--- Short task ---
Edit the listing below from the line with "Could you please pick out the toilet lid" through the end of the listing, changing "round mirror" to "oval mirror". Write out only those lines, with nothing else altered.

## Begin Record list

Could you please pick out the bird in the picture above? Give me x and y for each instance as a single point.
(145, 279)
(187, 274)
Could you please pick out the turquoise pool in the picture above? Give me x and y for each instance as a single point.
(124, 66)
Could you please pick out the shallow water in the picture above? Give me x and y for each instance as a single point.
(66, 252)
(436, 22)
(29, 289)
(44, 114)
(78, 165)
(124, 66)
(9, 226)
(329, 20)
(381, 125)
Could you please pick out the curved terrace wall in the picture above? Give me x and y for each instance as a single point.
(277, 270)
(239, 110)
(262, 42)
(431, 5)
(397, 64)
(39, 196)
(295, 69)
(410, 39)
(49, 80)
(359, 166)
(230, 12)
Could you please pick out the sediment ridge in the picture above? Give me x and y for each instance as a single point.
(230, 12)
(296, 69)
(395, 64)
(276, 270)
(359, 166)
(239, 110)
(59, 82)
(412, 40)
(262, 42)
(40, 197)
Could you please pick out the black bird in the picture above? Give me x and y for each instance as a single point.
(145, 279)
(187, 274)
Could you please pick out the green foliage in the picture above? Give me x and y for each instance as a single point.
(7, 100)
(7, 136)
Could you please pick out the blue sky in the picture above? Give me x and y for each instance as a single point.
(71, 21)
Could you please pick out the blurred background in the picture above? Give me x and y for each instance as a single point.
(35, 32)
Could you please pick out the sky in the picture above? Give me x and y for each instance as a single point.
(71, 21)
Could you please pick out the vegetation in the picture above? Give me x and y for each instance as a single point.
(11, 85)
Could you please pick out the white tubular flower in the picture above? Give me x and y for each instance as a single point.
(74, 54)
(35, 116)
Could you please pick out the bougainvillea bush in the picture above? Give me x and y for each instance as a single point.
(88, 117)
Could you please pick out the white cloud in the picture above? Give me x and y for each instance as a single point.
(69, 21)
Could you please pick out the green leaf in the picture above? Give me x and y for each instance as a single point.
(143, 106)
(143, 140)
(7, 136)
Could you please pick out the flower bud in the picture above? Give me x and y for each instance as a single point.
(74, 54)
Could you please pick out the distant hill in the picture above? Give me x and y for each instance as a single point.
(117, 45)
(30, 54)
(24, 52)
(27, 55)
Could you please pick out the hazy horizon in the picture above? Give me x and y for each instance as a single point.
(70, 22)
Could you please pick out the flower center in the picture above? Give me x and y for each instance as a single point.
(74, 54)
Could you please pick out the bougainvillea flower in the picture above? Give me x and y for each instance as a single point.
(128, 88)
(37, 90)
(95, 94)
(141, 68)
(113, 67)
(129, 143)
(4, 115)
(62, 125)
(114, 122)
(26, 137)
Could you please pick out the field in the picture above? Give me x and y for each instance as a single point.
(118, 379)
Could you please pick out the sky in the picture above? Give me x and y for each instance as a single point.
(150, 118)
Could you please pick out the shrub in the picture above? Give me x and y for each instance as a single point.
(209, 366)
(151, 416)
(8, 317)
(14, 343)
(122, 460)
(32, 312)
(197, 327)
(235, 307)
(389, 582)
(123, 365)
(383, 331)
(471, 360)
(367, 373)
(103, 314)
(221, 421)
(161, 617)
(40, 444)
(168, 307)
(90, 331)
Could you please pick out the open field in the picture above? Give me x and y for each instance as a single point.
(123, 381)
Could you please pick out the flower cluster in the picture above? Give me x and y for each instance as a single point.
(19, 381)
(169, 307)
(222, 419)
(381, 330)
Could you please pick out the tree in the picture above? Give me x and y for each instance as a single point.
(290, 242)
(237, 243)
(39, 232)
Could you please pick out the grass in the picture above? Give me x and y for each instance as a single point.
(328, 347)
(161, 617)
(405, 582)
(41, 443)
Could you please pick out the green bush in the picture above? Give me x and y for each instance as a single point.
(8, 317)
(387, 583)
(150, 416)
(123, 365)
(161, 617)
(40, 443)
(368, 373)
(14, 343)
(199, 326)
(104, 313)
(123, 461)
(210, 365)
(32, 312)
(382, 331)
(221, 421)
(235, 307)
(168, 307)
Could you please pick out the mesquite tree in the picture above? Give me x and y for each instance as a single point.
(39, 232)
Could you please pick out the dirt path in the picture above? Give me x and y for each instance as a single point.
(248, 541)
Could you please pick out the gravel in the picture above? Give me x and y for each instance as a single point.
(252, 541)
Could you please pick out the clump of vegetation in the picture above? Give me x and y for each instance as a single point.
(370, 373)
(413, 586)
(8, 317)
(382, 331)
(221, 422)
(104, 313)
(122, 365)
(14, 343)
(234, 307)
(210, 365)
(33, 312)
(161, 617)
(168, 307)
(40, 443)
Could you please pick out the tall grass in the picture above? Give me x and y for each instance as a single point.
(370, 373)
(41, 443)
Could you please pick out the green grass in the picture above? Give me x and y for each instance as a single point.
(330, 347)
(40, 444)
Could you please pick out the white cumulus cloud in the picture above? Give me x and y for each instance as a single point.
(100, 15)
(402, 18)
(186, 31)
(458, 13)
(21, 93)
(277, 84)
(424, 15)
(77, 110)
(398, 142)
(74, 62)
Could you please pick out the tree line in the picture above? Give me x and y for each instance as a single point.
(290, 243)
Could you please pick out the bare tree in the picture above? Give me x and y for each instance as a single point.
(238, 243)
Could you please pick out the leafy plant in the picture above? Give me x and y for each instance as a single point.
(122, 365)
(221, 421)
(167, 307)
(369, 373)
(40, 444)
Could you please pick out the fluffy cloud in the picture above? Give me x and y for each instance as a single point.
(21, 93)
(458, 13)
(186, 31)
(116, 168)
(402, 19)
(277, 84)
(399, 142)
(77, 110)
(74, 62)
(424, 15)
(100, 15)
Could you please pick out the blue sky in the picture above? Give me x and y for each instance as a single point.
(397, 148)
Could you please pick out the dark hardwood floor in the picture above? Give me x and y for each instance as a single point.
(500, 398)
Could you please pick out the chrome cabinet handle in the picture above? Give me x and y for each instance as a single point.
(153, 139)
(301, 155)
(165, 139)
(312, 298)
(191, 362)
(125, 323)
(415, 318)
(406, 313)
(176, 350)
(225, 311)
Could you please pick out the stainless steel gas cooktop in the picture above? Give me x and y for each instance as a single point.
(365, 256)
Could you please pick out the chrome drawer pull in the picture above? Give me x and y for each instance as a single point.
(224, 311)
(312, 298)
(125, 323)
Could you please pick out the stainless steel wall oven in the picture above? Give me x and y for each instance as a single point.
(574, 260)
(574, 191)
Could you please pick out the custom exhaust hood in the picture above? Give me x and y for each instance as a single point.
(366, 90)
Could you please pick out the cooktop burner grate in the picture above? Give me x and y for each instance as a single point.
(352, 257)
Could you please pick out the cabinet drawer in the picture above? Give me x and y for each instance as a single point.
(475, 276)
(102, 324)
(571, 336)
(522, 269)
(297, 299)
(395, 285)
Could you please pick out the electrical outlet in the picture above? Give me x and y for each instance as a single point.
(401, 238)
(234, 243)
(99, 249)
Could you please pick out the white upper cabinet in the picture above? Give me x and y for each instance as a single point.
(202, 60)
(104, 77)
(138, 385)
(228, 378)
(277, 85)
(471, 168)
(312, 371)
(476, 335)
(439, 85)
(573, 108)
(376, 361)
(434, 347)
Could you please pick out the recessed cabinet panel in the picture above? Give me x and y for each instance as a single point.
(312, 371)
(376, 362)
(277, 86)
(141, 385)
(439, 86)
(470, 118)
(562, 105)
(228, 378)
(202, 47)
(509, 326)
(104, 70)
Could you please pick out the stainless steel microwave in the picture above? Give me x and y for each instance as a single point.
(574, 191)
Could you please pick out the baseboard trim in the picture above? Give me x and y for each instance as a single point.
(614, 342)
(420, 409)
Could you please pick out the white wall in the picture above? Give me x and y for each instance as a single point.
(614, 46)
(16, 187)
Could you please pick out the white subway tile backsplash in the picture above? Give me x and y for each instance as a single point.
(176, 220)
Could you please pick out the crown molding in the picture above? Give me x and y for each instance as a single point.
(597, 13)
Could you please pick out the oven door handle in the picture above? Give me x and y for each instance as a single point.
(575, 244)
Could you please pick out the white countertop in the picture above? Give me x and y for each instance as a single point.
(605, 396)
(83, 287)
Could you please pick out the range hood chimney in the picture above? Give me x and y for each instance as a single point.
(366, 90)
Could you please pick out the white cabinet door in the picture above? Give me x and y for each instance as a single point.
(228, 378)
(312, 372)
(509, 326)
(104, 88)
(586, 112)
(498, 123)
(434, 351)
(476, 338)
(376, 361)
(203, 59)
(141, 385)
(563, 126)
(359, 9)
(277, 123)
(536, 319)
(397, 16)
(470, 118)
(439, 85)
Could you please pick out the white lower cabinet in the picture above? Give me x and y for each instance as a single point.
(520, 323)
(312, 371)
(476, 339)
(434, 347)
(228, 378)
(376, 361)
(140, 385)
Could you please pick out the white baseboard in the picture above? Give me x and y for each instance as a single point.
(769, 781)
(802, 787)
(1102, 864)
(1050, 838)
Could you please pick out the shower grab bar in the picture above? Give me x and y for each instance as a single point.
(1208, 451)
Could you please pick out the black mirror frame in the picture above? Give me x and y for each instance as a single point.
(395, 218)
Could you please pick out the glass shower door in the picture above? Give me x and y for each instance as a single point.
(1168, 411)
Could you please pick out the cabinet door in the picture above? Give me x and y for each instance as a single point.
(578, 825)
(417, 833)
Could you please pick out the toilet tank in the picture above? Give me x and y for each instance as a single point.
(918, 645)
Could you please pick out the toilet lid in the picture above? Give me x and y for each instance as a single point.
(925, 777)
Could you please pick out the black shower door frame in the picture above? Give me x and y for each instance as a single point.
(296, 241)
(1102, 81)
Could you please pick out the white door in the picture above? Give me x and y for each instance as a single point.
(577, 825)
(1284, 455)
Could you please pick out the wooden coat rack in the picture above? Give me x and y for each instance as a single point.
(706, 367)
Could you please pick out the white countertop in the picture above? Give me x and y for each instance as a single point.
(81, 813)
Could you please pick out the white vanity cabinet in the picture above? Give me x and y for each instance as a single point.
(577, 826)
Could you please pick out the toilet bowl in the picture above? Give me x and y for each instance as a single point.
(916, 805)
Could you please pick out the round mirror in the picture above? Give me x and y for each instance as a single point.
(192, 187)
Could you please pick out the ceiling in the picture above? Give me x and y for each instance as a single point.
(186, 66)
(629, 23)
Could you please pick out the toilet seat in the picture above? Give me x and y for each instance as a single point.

## End Record list

--- Response to the task ---
Could you please pick out the toilet lid in the picture above? Give me x and y for each instance as a single point.
(925, 777)
Could you please pick out the black shower door frame in the picture above? Give me x and y for each instance as a single point.
(296, 241)
(1102, 81)
Could you please pick out the white door in the picture above? Give me x and y for each instance as a single point.
(577, 825)
(1284, 455)
Could you please pick out the wooden coat rack in the picture above? Give me x and y for each instance as a single point.
(706, 367)
Could you please pick out the white countertop in the picture above? Give me x and y for each instance as a single point.
(81, 813)
Could you please pick out the white vanity cabinet in the picture above? Give me x and y for each instance as a single point.
(577, 826)
Could you please pick out the toilet bowl in the picture above? Give me x and y for each instance as a single point.
(916, 805)
Could you please pick out the oval mirror in the picture above? Give me x and y for each instance as a single point.
(192, 187)
Could you please pick out the ceiling in the picture above? Give me x and y for each instance as a single point.
(186, 66)
(629, 23)
Could you please pick out the toilet seat in the picture above? Give me x and y for each instance as a single point.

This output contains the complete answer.